* _Instructions to follow_
Quote the passage of the Sealaska article below, starting at "The corporate model" and ending at "settlement, he said.".

* _Page excerpt_
Almost 50 years after the Alaska Native Claims Settlement Act created the Sealaska Corp., CEO and President Anthony Mallot says the company is looking forward as it learns from the past.
“It feels good to remember how far we have come and how far we still need to go,” Mallott said during Thursday’s Greater Juneau Chamber of Commerce’s weekly lunch presentation.
“It’s a moment of time and hopefully we can say, how do we make the next 50 years more successful than the first 50?” Mallott continued. “It’s a chance to look back to see what went wrong and what went right and to ask what we want to build on in the future.”
Passed in December of 1971, ANCSA led to the creation of Alaska Native regional, urban and village corporations and transferred 44 million acres to those corporations.
Mallott said that ANSCA represented “the largest land claim settlement for indigenous people in the entire world.”
The corporate model was selected based on negative results from reservation policies in the Lower 48, Mallott told the group.
“Congress and Alaska Natives sought a different model,” he explained, saying that the model sought to create self-sufficiency to meet the economic and social needs of Alaska Natives.
“The corporate, for-profit model was not the perfect mesh with the social and cultural heritage of Native people,” he said. “But, we’ve worked on it to a point for 50 years and will work on it for the next 50 years.”
Strong and growing
Mallott said that Sealaska now has about 23,000 shareholders, up from the original 16,000.
About 6,000 of the shareholders are descendant shareholders — meaning they were born after the 1971 settlement, he said.
He said that eligible descendants can become shareholders upon turning 18, a change from the original process that depended on shareholders’ gifts to descendants or leaving them as part of an inheritance.
“We wanted a stronger connection with descents,” he said, explaining that the original structure meant that people who were born after 1971 could live the majority of their life not being a shareholder. He said it was not uncommon to have a set of siblings where some were born shareholders and some born a few years later were not.

* _Provided records_

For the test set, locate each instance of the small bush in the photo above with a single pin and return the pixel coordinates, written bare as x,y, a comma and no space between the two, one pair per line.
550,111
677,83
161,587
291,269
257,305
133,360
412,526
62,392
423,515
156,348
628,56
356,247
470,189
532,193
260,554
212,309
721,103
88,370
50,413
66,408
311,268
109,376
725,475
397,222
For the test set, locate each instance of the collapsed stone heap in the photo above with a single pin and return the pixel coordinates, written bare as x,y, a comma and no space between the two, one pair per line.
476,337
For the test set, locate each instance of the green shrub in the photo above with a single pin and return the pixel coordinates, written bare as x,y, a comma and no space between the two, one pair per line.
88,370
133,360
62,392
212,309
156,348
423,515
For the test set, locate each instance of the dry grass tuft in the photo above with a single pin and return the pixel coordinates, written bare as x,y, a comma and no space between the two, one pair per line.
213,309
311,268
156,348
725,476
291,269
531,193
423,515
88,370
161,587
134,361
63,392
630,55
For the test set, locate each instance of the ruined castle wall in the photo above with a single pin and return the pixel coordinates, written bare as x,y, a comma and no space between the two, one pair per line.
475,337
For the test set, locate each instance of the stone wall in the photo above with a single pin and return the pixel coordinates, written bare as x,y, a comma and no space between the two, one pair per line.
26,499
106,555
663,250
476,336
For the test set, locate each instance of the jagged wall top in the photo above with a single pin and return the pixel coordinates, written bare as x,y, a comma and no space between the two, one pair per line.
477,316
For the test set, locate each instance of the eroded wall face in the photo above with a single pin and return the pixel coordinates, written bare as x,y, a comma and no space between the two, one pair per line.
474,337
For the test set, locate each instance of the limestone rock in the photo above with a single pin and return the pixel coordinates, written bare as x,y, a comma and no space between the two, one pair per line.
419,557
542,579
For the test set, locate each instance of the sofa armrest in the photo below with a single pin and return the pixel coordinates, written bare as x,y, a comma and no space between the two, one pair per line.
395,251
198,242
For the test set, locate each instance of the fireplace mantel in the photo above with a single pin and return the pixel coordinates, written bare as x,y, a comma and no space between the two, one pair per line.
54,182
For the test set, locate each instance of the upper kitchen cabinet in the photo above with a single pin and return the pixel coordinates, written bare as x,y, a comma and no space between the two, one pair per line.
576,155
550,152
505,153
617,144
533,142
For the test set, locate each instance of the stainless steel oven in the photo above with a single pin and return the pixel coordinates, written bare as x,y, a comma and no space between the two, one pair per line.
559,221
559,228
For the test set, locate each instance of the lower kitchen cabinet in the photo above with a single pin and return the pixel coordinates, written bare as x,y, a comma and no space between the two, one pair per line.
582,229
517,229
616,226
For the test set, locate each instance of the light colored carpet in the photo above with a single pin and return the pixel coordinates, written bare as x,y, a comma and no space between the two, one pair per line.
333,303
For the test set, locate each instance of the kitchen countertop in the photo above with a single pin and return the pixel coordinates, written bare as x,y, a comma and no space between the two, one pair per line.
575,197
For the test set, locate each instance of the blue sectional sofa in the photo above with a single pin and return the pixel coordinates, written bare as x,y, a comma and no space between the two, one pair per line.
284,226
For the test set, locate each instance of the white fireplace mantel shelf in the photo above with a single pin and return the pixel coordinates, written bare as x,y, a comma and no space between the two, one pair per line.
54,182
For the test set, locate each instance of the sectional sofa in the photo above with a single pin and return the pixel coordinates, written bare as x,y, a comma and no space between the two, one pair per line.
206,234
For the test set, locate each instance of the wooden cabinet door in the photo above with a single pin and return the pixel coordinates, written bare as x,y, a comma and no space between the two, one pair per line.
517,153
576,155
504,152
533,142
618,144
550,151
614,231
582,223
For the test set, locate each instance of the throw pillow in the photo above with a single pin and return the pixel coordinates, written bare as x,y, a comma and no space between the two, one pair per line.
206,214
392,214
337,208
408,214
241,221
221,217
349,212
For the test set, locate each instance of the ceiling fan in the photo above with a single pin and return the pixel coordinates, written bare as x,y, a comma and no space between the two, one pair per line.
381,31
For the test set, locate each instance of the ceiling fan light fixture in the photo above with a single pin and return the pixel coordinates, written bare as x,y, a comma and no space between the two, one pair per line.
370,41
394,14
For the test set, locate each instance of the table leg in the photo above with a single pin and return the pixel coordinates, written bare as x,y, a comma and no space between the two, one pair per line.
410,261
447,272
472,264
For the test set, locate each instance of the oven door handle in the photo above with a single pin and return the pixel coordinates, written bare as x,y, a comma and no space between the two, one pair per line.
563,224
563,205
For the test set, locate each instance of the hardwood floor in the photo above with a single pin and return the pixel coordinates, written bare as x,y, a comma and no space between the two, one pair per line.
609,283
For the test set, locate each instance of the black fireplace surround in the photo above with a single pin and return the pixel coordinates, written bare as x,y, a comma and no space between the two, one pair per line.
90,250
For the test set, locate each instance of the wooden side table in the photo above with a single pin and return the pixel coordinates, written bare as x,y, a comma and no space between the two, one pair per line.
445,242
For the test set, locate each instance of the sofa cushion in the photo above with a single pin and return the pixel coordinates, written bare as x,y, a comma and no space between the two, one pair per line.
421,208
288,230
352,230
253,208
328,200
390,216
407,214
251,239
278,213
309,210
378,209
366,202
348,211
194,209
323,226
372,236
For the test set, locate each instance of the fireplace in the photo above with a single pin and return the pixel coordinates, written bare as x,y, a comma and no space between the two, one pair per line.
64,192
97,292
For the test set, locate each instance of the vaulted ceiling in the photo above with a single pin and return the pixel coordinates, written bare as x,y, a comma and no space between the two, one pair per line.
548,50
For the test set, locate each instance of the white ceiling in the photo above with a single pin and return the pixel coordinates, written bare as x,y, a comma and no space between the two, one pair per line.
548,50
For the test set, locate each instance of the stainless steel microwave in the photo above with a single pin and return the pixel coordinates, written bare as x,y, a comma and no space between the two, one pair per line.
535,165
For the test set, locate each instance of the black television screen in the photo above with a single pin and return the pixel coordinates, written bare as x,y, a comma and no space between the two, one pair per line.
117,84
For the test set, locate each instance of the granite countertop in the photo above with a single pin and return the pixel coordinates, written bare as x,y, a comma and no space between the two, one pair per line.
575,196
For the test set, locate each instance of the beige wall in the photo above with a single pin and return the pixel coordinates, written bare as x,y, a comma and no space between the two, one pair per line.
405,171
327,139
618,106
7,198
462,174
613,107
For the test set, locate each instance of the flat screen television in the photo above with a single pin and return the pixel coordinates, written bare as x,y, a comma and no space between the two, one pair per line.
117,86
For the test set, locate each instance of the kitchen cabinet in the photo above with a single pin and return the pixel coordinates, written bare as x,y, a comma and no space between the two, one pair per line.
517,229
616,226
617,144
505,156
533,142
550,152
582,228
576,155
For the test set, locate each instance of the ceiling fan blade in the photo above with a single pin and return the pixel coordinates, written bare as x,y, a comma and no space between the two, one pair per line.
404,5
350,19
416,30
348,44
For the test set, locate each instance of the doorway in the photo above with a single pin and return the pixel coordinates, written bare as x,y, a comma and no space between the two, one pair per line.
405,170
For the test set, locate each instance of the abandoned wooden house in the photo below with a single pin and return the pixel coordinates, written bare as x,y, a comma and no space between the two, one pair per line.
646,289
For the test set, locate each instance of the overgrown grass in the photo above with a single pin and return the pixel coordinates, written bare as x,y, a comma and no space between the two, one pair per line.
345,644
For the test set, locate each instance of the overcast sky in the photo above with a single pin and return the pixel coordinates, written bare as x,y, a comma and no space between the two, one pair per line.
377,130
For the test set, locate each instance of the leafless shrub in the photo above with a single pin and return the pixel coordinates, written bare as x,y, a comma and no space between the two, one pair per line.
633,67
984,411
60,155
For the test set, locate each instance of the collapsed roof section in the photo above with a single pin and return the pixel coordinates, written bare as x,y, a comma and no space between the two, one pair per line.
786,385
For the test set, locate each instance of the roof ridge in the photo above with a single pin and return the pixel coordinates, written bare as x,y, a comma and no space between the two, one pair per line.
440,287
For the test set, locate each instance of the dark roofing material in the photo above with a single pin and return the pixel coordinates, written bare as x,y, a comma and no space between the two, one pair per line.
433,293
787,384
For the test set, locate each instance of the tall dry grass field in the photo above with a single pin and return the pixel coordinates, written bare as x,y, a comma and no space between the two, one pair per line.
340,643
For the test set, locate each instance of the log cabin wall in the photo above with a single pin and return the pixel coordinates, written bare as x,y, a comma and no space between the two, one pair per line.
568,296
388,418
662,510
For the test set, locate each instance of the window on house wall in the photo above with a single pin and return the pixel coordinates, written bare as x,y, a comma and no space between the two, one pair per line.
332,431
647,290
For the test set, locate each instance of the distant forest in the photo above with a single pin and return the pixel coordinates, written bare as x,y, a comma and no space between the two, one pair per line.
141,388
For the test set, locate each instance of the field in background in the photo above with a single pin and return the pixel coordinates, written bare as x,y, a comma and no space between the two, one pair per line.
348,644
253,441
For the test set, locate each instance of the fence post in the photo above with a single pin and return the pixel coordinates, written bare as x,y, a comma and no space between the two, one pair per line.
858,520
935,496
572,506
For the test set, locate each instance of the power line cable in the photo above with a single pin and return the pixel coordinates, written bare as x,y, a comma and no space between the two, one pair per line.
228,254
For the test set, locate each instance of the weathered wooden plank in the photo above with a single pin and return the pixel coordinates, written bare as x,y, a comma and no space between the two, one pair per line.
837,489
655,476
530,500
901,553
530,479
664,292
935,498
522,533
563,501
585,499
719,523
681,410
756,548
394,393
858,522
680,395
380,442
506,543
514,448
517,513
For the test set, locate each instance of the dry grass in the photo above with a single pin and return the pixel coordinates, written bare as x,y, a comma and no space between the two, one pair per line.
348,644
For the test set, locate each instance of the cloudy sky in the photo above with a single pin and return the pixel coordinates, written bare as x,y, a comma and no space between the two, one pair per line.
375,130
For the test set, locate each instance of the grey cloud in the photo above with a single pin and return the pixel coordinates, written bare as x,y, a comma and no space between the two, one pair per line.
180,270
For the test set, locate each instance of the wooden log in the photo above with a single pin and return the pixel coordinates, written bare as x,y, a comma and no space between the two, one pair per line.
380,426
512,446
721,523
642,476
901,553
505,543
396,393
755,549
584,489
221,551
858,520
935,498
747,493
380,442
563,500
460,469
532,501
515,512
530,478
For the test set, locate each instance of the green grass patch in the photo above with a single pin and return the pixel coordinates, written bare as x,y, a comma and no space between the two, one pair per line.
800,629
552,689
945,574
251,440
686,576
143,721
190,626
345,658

* _Problem solution_
The corporate model was selected based on negative results from reservation policies in the Lower 48, Mallott told the group.
“Congress and Alaska Natives sought a different model,” he explained, saying that the model sought to create self-sufficiency to meet the economic and social needs of Alaska Natives.
“The corporate, for-profit model was not the perfect mesh with the social and cultural heritage of Native people,” he said. “But, we’ve worked on it to a point for 50 years and will work on it for the next 50 years.”
Strong and growing
Mallott said that Sealaska now has about 23,000 shareholders, up from the original 16,000.
About 6,000 of the shareholders are descendant shareholders — meaning they were born after the 1971 settlement, he said.